▸ **Selected excerpt**

>>

Blount is coming on more to backup Curry, not Chandler. I think he's an okay addition too, but not as a "mentor" role... no way. He's just cheap dependable backup help.

Howard over to the Bulls after next season... hmmm... extremely interesting. Hopefully, though, Chandler will be really ready to be an NBA starter by his third year so that Howard's role is clearly defined. I actually hope Howard has a worse year this year... if he declines to a 13 ppg 7 rbs role this season, then he'd be easier to pick up for us, since other teams won't be as interested.

Tim Hardaway is another great backup PG veteran. People say that there are two great young guards competing for that role already, but in reality, there's Jay Williams who seems to be comfortable with taking a LOT of shots (and he's the purer point guard) and Jamal Crawford, a non-penetration threat whose quickness is blazing but basketball smarts are still quite raw (SUS made comments about Craw holding the ball far too long on occasions during summer play... that was a nasty habit he had last year too). Tim Hardaway can jack the three and he used to be a star point in the league... he's the TRUE mentor type. He's a winner, used to be a tough defender, and a fairly good decision maker (even though he was a little 3-point trigger happy). He knew what to do when he penetrated the lane.

He would be perfect for the Bulls. More perfect if Crawford got traded or moved over to SG, but perfect in either case.


----------



## truebluefan (May 27, 2002)

bamabull your pm box is full. Please delete inbox and sent items


----------



## transplant (Jul 31, 2002)

Blount's a very smart addition. Smart because he's a serviceable defense-minded vet big man, smart because it's one-year and smart because he doesn't cost much. JK has strengthened his team a bit and left all his options open for this year and next.

As the roster stands now, I agree with Showtyme that Blount will play more C than PF. He's insurance against the frightening prospect that Bagaric is about as good as he's going to get.

The Bulls needed this kind of player for this season and just there weren't many better alternatives.


----------



## ChiTownFan (Jul 16, 2002)

> Originally posted by *blkwdw13 *
> I think we can get a third rounder for Bags, I'd be fine with that trade also it would help the Bulls a lot.


Did the draft magically extend a round when I wasn't looking? Third rounder?  Well anyways, it looks as if JK got his vet in the middle and all that's left is the SF we so desperatly need.


----------



## HAWK23 (Jul 1, 2002)

damn, some of you are really negative about this.. did anyone WATCH Blount play last season with Philly?? He was their ENERGY guy, he got a bunch of boards, played excellant defense but was tentative to shoot the ball... this is a nice pick up. Keep in mind when we had Blount on the team he really did SUCK bad.. that doesn't mean he didn't learn and get better.. people don't live in the past people change and I _KNOW_ Blount got better from watching him in a few games last year... anything is better than dalibor.. now lets just sign Harpring


----------



## blkwdw13 (Jun 12, 2002)

I was just joking around, my way of saying to just cut him loose.


----------



## BamaBull (Jun 24, 2002)

<<

▸ **Task goal**
Can you carry on the forum thread about the Bulls adding Blount, picking up right after its last line?

▸ **Data extract**
>>

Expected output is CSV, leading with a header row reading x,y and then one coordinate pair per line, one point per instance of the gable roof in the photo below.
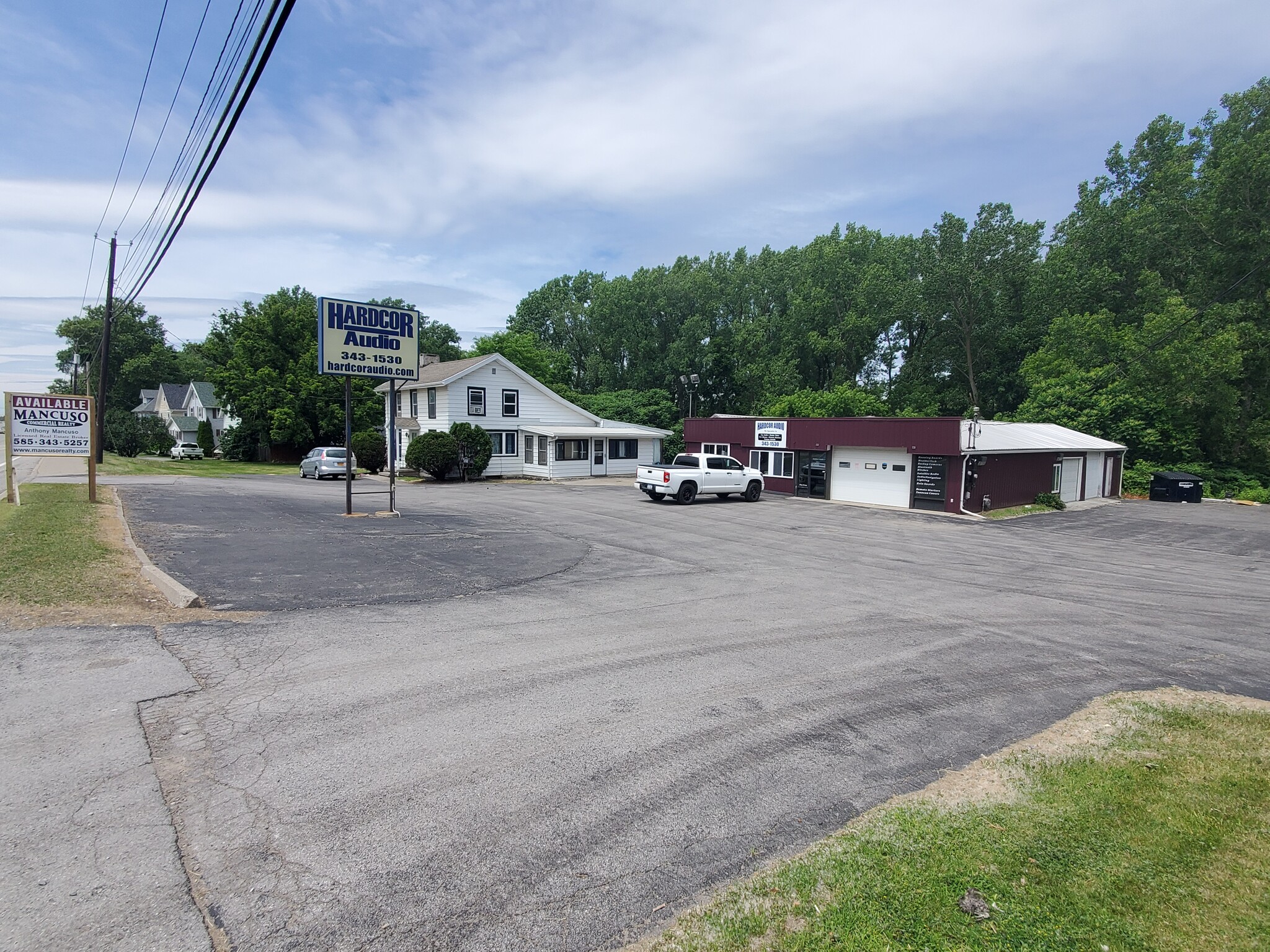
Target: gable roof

<<

▸ **Exercise answer**
*Ollie ollie .......uh uh.*



> Originally posted by *Kneepad *
> I think the Blount signing basically says that JK is fairly content with the roster as is heading into this season-- at least as far as adding players without subtracting some at the same time (via trade). Blount was signed as a one-year placeholder and as somebody for the young guys to play against and learn from in practice. I don't expect him to play more than 10 mpg unless there is injury or foul trouble in front of him. We already have too many guys who deserve and expect a fair amount of playing time. We need a season to separate the wheat from the chaff and see who the real players are on this team. We won't accomplish that with guys buried on the bench.
> 
> No way the Bulls sign Ollie and play him in front of Crawford (is that what you were really saying HJHJR?)



He would not even be able to consistently play in front of Khalid el amin, the donut king. Where is the UCONN poster anyways??? LOL:laugh:


----------



## Kramer (Jul 5, 2002)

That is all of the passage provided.